Task to complete: Retype the passage of the newsgroup thread about programming in C between "From Mateusz Viste@21:1/5 to Michael" and "use outdated hardware.", inclusive.

Document extract:
+ + +
From Michael S@21:1/5 to Richard Heathfield on Sat Jun 14 22:07:02 2025

On Fri, 13 Jun 2025 15:43:09 +0100
Richard Heathfield <rjh@cpax.org.uk> wrote:

On 13/06/2025 14:56, Michael S wrote:

The practice proved many times that it can be done. But
only by very good team. You team is not good enough.

Sound advice. If you can't stand the heat, get out of the
kitchen. Go and drive a cab or something, and leave programming
to the grown-ups.

That does not sound right.
There are plenty of people that can be successful programmer despite
lacking abilities to be successful programmers in unsafe languages.
More so, it's not uncommon for people that can successfully program in
unsafe languages to be less productive application programmers than
people that, as you put it, "can't stand the heat".

--- SoupGate-Win32 v1.05
* Origin: fsxNet Usenet Gateway (21:1/5)

From Mateusz Viste@21:1/5 to Michael S on Sat Jun 14 21:37:51 2025

On 13.06.2025 15:56, Michael S wrote:

A significant part of x86 installed base (all Intel Core CPUs starting
from gen 6 up to gen 9 and their Xeon contemporaries) has extension
named Itel MPX that was invented exactly for that purpose. But it didn't
work particularly well. Compiler people never liked it, but despite
that it was supported by several generations of gcc and probably by
clang as well.

This does not really sound like something "readily available", unless you
are suggesting that I migrate to a Linux kernel from 10 years ago, switch
to gcc 5.0 and use outdated hardware.

The proper solution to your problem is to stop using memory-unsafe
language for complex application programming. It's not that successful
use of unsafe languages is for complex application programming is
impossible. The practice proved many times that it can be done. But
only by very good team. You team is not good enough.

Just to clarify: I didn’t post here seeking help with a simple out-of-bounds
issue, nor was I here to vent. I’ve been wrangling C code in complex,
high-performance systems for over a decade - I’m managing just fine. Code
improvement is a continual, non-negotiable process in our line of work, but
fires happen occasionally nonetheless. While fixing the issue, I started
wondering about how faults like this could be located faster, that is
assuming they do slip into production - because in spite of the testing
process, some faults will inevitably get to customers.

A crash that happens closer to the source of the problem (same compilation
unit) would significantly ease the debugging effort. I figured it was a
topic worth sharing, in the spirit of sparking some constructive
discussions.

Mateusz

--- SoupGate-Win32 v1.05
* Origin: fsxNet Usenet Gateway (21:1/5)

From Mateusz Viste@21:1/5 to Tim Rentsch on Sat Jun 14 22:22:12 2025

On 14.06.2025 01:31, Tim Rentsch wrote:

It isn't wrong to think of bitwise-and as masking-in (or possibly >masking-out) of certain bits, but it still isn't a modulo. A modulo >operation is what is desired;

By "different viewpoints," I meant that while you approach the problem by
applying a modulo operation to the index so it fits the array size, I tend
to think in terms of ensuring the index correctly maps to a location within
an n-bit address space. Naturally, the array should accommodate the maximum
possible index for the given address space, and that’s where the original
code fell short. And you're absolutely right that hardcoded values are
problematic, the size of the array should have been linked with the n-bits
address space expectation.
+ + +
Dataset:
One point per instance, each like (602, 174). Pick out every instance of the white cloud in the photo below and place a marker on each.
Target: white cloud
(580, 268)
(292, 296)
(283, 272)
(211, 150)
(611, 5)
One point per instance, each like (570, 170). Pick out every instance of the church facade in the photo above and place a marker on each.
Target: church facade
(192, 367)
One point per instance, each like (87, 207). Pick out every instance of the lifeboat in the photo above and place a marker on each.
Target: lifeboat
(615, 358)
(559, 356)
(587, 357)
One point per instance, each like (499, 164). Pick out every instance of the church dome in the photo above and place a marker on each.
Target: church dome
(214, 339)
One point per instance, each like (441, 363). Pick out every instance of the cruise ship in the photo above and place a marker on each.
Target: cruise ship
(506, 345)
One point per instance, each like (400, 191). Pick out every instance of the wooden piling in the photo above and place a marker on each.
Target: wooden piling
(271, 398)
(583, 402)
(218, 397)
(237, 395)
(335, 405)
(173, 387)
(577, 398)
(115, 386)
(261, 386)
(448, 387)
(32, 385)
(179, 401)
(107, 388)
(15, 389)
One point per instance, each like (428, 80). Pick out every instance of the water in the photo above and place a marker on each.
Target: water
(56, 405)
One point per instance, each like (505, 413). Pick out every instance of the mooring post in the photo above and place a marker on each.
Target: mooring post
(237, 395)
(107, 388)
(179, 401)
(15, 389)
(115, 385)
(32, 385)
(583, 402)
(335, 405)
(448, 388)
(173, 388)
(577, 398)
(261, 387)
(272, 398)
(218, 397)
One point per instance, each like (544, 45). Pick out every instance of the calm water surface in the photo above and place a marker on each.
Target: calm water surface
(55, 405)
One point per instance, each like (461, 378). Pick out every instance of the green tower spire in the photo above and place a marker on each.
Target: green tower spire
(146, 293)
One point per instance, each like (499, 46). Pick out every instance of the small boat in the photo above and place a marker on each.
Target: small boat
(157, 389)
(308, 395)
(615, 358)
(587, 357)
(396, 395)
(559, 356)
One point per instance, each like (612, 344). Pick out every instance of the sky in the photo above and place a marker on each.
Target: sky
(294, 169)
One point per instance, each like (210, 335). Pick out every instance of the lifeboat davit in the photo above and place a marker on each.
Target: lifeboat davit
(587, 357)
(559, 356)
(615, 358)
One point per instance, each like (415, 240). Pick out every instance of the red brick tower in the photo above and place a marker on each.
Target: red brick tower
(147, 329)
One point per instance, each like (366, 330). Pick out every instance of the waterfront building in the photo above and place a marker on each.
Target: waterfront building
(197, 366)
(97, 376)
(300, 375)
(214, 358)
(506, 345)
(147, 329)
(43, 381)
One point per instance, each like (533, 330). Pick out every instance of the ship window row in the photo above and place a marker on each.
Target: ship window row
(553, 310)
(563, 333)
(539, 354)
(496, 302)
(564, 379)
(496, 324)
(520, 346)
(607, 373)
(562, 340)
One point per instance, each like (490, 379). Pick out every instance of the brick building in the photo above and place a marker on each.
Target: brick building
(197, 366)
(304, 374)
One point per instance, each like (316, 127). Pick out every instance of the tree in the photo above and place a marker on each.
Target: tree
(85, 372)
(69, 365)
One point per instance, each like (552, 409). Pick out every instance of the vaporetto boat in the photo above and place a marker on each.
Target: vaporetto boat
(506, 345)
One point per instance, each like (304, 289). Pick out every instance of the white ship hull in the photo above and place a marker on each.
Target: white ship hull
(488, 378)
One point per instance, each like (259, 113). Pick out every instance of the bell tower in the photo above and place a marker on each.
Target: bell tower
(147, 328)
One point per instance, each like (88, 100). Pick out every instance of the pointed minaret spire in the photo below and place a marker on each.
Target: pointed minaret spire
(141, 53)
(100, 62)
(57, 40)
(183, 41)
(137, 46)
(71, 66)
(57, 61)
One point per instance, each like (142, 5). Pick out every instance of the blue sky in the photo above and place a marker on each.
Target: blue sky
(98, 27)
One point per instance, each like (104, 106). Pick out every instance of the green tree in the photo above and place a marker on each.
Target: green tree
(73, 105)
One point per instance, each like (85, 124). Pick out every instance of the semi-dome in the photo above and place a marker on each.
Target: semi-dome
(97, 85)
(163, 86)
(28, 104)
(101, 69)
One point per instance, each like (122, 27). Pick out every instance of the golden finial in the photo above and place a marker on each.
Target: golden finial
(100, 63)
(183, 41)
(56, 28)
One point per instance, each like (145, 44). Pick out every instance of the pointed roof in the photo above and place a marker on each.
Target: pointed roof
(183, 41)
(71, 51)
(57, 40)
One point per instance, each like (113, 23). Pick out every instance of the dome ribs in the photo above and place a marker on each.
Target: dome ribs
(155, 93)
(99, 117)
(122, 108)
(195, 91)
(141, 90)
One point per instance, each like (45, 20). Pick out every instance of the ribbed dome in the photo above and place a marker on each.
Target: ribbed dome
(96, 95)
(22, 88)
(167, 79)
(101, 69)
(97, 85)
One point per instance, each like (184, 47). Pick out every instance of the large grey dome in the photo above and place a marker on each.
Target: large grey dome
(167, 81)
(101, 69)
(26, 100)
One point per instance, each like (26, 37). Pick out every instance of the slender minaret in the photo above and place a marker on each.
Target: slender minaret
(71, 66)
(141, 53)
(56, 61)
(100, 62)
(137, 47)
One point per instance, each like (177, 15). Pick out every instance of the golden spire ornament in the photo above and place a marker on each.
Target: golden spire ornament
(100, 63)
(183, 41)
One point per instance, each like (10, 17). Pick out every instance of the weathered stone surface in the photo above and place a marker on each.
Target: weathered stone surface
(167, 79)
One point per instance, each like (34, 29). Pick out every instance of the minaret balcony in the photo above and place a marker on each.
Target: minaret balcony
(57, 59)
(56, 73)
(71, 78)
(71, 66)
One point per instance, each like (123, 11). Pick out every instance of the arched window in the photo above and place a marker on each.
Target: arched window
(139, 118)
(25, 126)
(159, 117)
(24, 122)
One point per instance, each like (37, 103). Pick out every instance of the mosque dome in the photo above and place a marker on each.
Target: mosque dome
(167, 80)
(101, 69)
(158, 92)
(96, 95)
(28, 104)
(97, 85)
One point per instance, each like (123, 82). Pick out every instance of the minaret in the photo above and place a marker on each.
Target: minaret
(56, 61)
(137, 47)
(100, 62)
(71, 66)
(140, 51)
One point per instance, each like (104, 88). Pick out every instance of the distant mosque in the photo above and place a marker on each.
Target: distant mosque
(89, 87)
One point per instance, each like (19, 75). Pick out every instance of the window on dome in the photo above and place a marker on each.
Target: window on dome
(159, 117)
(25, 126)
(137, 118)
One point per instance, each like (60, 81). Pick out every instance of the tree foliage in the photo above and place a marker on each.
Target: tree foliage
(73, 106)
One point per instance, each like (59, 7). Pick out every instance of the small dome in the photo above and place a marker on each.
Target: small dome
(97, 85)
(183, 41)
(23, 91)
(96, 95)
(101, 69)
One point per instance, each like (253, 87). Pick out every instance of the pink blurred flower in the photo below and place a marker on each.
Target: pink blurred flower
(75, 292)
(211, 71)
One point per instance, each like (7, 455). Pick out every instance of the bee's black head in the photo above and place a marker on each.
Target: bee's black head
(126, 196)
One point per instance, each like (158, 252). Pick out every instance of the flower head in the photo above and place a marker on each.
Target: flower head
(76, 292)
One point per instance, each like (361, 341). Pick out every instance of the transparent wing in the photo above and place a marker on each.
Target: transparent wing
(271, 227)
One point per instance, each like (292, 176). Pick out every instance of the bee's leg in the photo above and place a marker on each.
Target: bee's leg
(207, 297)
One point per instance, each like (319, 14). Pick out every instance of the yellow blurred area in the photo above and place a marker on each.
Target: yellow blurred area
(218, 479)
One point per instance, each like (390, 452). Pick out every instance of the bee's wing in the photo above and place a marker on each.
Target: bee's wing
+ + +
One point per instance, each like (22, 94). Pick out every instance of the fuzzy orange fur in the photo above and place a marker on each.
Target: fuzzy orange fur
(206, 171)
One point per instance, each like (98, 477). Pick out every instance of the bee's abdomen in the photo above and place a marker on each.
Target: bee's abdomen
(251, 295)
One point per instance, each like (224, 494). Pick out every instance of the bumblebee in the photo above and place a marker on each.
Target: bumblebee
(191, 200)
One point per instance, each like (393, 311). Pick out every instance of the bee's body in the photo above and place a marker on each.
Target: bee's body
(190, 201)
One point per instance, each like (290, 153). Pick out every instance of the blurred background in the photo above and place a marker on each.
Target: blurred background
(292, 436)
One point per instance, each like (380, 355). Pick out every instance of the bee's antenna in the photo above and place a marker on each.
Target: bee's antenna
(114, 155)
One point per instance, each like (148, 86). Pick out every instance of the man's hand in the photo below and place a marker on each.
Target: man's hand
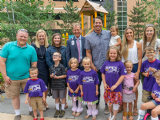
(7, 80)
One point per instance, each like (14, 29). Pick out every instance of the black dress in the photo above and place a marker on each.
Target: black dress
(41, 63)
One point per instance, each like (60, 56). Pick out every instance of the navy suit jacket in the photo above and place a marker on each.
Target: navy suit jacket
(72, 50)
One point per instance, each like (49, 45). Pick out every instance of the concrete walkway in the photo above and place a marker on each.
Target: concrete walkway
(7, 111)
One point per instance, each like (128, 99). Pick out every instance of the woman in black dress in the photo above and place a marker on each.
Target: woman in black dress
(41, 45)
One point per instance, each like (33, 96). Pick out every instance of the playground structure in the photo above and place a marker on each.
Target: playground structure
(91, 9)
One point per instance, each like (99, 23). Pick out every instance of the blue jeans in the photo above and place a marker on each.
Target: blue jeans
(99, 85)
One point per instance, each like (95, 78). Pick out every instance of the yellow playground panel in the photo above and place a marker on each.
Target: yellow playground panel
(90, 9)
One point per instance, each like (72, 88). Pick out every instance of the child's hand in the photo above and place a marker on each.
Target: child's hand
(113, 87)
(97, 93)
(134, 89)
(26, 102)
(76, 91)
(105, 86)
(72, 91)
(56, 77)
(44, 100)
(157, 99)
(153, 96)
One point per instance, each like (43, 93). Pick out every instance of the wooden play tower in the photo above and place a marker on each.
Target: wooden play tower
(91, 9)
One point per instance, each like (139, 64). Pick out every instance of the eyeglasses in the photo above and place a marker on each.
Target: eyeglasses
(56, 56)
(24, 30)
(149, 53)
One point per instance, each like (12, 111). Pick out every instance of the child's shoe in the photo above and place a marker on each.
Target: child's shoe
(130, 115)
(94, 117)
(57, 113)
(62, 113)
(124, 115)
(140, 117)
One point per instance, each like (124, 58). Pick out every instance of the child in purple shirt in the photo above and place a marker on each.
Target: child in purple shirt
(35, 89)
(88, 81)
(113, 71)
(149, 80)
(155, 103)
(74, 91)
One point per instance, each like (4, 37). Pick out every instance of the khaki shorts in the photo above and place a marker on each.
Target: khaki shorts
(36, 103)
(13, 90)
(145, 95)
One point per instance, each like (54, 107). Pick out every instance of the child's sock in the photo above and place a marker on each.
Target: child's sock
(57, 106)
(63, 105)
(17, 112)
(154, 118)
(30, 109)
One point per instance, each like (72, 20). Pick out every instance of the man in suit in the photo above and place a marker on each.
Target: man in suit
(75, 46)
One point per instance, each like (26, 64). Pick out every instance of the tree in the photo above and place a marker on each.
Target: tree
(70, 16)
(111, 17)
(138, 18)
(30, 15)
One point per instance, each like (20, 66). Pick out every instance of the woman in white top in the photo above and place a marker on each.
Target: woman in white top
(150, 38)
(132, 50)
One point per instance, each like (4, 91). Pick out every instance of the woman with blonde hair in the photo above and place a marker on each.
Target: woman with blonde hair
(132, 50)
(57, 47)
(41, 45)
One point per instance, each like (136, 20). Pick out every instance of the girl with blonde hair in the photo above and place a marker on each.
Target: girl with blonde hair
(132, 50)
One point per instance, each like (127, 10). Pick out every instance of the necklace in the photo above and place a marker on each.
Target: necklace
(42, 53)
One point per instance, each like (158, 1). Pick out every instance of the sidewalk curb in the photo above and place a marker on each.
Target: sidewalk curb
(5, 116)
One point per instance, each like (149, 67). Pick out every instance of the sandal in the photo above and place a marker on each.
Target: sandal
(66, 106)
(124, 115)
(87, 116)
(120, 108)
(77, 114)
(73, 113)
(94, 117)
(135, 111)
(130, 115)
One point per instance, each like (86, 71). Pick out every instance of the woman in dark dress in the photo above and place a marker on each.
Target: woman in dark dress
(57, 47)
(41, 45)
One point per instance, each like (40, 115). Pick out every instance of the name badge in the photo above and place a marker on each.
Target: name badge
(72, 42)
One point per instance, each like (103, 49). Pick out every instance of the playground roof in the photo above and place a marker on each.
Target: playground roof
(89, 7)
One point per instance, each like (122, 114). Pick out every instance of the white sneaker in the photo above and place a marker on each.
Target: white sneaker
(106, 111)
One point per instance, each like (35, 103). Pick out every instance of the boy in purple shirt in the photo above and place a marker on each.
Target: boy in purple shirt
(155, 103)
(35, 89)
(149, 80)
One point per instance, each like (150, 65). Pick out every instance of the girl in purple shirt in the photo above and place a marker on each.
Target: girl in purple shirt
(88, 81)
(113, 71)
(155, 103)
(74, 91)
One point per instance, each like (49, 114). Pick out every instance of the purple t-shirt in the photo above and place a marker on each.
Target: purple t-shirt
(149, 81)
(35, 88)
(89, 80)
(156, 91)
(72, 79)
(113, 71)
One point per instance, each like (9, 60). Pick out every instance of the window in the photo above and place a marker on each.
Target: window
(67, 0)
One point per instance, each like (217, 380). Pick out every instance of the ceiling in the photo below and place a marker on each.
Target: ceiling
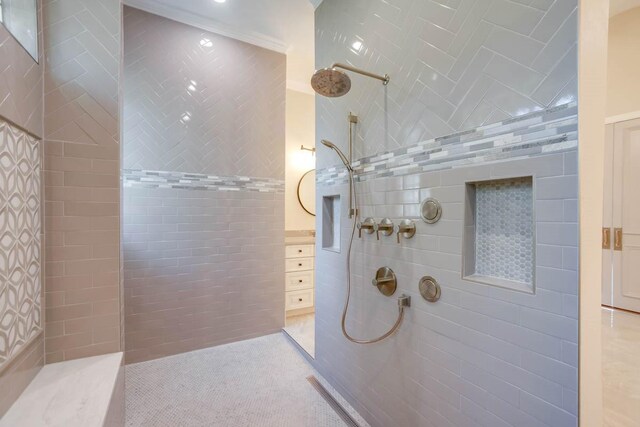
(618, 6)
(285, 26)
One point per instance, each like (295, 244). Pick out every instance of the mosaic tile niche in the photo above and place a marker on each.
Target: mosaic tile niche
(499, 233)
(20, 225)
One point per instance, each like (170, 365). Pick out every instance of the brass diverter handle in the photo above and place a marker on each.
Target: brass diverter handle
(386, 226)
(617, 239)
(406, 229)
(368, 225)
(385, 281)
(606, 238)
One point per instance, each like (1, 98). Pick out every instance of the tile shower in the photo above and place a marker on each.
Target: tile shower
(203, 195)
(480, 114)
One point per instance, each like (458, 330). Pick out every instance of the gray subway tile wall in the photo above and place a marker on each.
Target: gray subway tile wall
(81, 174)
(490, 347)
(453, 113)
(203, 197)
+ + +
Expected answer:
From Mateusz Viste@21:1/5 to Michael S on Sat Jun 14 21:37:51 2025

On 13.06.2025 15:56, Michael S wrote:

A significant part of x86 installed base (all Intel Core CPUs starting
from gen 6 up to gen 9 and their Xeon contemporaries) has extension
named Itel MPX that was invented exactly for that purpose. But it didn't
work particularly well. Compiler people never liked it, but despite
that it was supported by several generations of gcc and probably by
clang as well.

This does not really sound like something "readily available", unless you
are suggesting that I migrate to a Linux kernel from 10 years ago, switch
to gcc 5.0 and use outdated hardware.